>>>

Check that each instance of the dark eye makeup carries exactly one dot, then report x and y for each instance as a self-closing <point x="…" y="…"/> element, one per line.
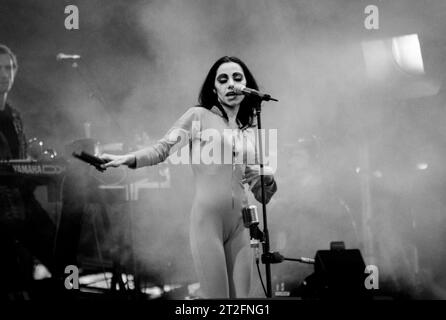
<point x="237" y="76"/>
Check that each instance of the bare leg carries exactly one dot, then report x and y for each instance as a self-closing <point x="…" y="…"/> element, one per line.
<point x="209" y="258"/>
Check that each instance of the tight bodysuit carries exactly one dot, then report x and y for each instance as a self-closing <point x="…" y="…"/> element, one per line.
<point x="219" y="242"/>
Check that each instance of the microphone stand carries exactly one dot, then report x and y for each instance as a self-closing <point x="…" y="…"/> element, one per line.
<point x="265" y="242"/>
<point x="268" y="257"/>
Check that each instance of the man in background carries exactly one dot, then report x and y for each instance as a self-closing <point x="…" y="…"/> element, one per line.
<point x="26" y="231"/>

<<<

— Your task —
Arrange all of the material above as a two-column CSV with the header columns "instruction" and "output", giving one row per instruction. Place each instruction's text and its output in their own quoted fields, replace any line breaks with spaces, and omit the pictures.

— Reply —
instruction,output
"Check that each instance of the dark eye makeup carries exactly one dot, then report x and y for each instance as a self-closing <point x=""…"" y=""…""/> element, one per line.","<point x=""237"" y=""76""/>"
"Check that each instance of the bare leg carries exactly one dot, then report x and y for each instance as a self-closing <point x=""…"" y=""…""/> element, one per line.","<point x=""209"" y=""258""/>"
"Check that each instance of the tight bodysuit carries exactly one dot, then report x and y for each instance as a self-closing <point x=""…"" y=""…""/> element, one per line.","<point x=""219"" y=""242""/>"
"Check that each instance of the microphone stand carries exactly one dot, then report x and y for each instance as a self-closing <point x=""…"" y=""…""/> element, one per line.","<point x=""265"" y=""242""/> <point x=""268"" y=""257""/>"
"Check that each instance of the man in background carries exactly one dot, then report x and y for each instance as a self-closing <point x=""…"" y=""…""/> element, one per line.","<point x=""26"" y=""231""/>"